Every entry that follows needs to be repeated exactly.

# Material for the task
-*-
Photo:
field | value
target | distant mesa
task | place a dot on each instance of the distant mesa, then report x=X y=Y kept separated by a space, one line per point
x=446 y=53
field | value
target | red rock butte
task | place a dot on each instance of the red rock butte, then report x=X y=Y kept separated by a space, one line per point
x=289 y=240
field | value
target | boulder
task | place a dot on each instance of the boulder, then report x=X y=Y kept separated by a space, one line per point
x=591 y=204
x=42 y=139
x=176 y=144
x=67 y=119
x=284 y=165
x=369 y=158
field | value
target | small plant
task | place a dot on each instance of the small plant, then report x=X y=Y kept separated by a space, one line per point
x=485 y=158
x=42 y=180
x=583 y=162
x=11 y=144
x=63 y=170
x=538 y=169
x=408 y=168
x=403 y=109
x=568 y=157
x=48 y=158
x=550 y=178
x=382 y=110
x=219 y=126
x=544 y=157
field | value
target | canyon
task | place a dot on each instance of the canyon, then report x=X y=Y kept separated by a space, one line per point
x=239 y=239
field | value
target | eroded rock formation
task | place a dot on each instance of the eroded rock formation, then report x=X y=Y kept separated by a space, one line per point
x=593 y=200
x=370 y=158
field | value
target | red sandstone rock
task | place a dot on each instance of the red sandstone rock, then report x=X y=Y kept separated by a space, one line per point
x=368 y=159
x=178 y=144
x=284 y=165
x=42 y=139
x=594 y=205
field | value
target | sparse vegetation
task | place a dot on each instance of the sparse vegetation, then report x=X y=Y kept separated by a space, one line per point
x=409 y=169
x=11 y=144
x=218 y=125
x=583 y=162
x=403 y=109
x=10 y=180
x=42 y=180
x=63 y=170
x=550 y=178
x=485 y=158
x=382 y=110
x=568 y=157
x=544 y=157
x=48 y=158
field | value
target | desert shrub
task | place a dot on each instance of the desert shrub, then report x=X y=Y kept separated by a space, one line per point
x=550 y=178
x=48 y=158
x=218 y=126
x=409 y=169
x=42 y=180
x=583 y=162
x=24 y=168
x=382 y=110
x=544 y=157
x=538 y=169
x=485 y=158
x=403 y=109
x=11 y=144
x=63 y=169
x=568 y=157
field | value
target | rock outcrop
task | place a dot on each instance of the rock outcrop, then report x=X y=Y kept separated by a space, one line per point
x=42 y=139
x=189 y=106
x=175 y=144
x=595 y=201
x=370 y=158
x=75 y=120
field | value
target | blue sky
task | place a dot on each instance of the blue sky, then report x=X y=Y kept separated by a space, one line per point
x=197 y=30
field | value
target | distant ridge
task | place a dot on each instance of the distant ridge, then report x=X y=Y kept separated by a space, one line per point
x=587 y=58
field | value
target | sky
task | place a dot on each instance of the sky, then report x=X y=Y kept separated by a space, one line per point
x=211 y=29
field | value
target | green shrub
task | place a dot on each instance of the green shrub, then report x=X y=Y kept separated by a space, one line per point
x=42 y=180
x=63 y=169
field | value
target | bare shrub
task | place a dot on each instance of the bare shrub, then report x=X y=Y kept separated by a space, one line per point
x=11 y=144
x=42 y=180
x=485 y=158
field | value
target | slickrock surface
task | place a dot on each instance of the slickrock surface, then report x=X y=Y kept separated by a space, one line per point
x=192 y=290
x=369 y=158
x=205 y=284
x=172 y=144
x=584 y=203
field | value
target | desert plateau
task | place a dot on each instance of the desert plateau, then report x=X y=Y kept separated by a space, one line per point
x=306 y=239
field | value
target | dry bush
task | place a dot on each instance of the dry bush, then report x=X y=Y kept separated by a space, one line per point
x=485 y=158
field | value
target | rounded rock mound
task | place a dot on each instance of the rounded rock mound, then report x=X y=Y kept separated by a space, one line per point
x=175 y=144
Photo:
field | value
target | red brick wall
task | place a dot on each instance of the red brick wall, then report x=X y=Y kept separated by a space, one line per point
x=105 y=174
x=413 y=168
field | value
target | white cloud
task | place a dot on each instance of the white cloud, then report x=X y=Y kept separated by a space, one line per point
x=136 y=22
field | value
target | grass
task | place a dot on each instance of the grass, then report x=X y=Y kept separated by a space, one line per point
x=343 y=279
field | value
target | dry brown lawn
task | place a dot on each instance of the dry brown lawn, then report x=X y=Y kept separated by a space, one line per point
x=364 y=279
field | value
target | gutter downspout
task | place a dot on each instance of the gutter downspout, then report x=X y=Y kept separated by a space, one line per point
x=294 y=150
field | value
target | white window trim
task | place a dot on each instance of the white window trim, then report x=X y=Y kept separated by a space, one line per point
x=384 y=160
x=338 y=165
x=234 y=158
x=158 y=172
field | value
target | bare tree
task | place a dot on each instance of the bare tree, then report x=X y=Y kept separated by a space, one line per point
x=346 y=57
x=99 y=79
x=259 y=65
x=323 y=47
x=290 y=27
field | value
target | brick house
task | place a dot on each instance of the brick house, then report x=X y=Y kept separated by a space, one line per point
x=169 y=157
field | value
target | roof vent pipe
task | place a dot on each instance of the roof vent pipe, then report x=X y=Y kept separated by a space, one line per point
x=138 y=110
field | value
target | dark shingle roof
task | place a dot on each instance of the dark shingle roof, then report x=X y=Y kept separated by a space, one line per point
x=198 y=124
-*-
# Solution for this problem
Photo:
field | value
target | distant mesa
task | place a dot on each instance of the distant mesa, then report x=X y=Y kept separated by a space, one line per point
x=446 y=53
field | value
target | red rock butte
task | place a dot on each instance of the red rock butte, then report x=X y=Y kept separated by a space, one line per point
x=289 y=240
field | value
target | boulder
task | place a dot on each instance of the boulder, then report x=X y=Y kept separated by a space, one line per point
x=591 y=204
x=42 y=139
x=176 y=144
x=67 y=119
x=284 y=165
x=369 y=158
field | value
target | small plant
task | place a dot on each instance of the small plant, then report x=X y=Y kept separated by a space, one line per point
x=485 y=158
x=42 y=180
x=583 y=162
x=11 y=144
x=63 y=170
x=538 y=169
x=408 y=168
x=403 y=109
x=568 y=157
x=48 y=158
x=550 y=178
x=382 y=110
x=219 y=126
x=544 y=157
field | value
target | canyon
task | place a dot on each instance of the canyon, then report x=X y=Y kept separated by a space, one line per point
x=239 y=239
field | value
target | eroded rock formation
task | place a dot on each instance of the eroded rock formation, then report x=X y=Y kept separated by a space, one line per point
x=593 y=200
x=370 y=158
field | value
target | red sandstone rock
task | place a dot on each instance of the red sandstone rock, then report x=X y=Y kept separated by a space, one line per point
x=368 y=159
x=178 y=144
x=284 y=165
x=42 y=139
x=594 y=205
field | value
target | sparse vegetation
task | place a dot on each instance of the sparse vegetation, then report x=X y=Y kept separated by a space, one line per point
x=409 y=169
x=11 y=144
x=218 y=125
x=583 y=162
x=403 y=109
x=10 y=180
x=42 y=180
x=63 y=170
x=550 y=178
x=485 y=158
x=382 y=110
x=568 y=157
x=544 y=157
x=48 y=158
field | value
target | desert shrub
task | place a dot on each instance of the desert shrub, then report x=X y=Y kept separated by a space, one line per point
x=550 y=178
x=48 y=158
x=218 y=126
x=409 y=169
x=42 y=180
x=583 y=162
x=24 y=168
x=382 y=110
x=544 y=157
x=538 y=169
x=485 y=158
x=403 y=109
x=11 y=144
x=63 y=169
x=568 y=157
field | value
target | rock outcrop
task | place a dot on each instance of the rock outcrop, then report x=X y=Y kept separated by a space, one line per point
x=42 y=139
x=189 y=106
x=175 y=144
x=595 y=201
x=370 y=158
x=75 y=120
field | value
target | blue sky
task | place a dot on each instance of the blue sky, then report x=X y=Y kept separated by a space, one line per point
x=197 y=30
field | value
target | distant ridge
task | place a dot on each instance of the distant ridge, then report x=X y=Y kept separated by a space, one line per point
x=587 y=58
field | value
target | sky
task | place a dot on each instance of the sky, then report x=X y=Y kept separated by a space, one line per point
x=211 y=29
field | value
target | green shrub
task | place a dot on each instance of the green shrub, then report x=X y=Y kept separated by a space, one line per point
x=42 y=180
x=63 y=169
field | value
target | bare shrub
task | place a dot on each instance of the bare shrub, then report x=X y=Y kept separated by a space, one line per point
x=11 y=144
x=42 y=180
x=485 y=158
field | value
target | slickrock surface
task | place a dot on each instance of the slickrock surface, then report x=X y=Y kept separated by a space, one line per point
x=192 y=290
x=369 y=158
x=205 y=284
x=172 y=144
x=584 y=203
field | value
target | desert plateau
task | place a dot on each instance of the desert plateau, then report x=X y=Y kept separated by a space, one line per point
x=306 y=239
field | value
target | dry bush
task | place a dot on each instance of the dry bush, then report x=X y=Y kept separated by a space, one line per point
x=485 y=158
field | value
target | rounded rock mound
task | place a dot on each instance of the rounded rock mound, then report x=X y=Y kept separated by a space, one line per point
x=175 y=144
Photo:
field | value
target | red brick wall
task | place a dot on each instance of the red brick wall, then report x=X y=Y kept separated by a space, one line per point
x=105 y=174
x=413 y=168
field | value
target | white cloud
task | place a dot on each instance of the white cloud, then report x=X y=Y kept separated by a space, one line per point
x=136 y=22
field | value
target | grass
task | place a dot on each instance of the grass, then report x=X y=Y kept separated by a space, one line per point
x=343 y=279
field | value
target | dry brown lawn
task | place a dot on each instance of the dry brown lawn, then report x=X y=Y kept separated by a space, one line per point
x=364 y=279
field | value
target | gutter downspout
task | place a dot on each instance of the gutter downspout, then report x=X y=Y kept separated by a space, one line per point
x=294 y=150
field | value
target | white window trim
task | place a dot on each instance of the white window trim, then report x=X y=Y kept separated by a space, one line per point
x=384 y=160
x=338 y=165
x=234 y=158
x=158 y=172
field | value
target | bare tree
task | place a dot on each instance of the bare tree, then report x=X y=Y kept separated by a space, one line per point
x=346 y=57
x=99 y=79
x=259 y=65
x=323 y=47
x=290 y=27
field | value
target | brick house
task | place a dot on each instance of the brick house, then report x=X y=Y kept separated by a space, one line per point
x=169 y=157
field | value
target | roof vent pipe
task | place a dot on each instance of the roof vent pipe, then report x=X y=Y kept separated by a space, one line per point
x=138 y=110
field | value
target | dark shingle roof
task | place a dot on each instance of the dark shingle roof, then report x=X y=Y kept separated by a space, one line per point
x=198 y=124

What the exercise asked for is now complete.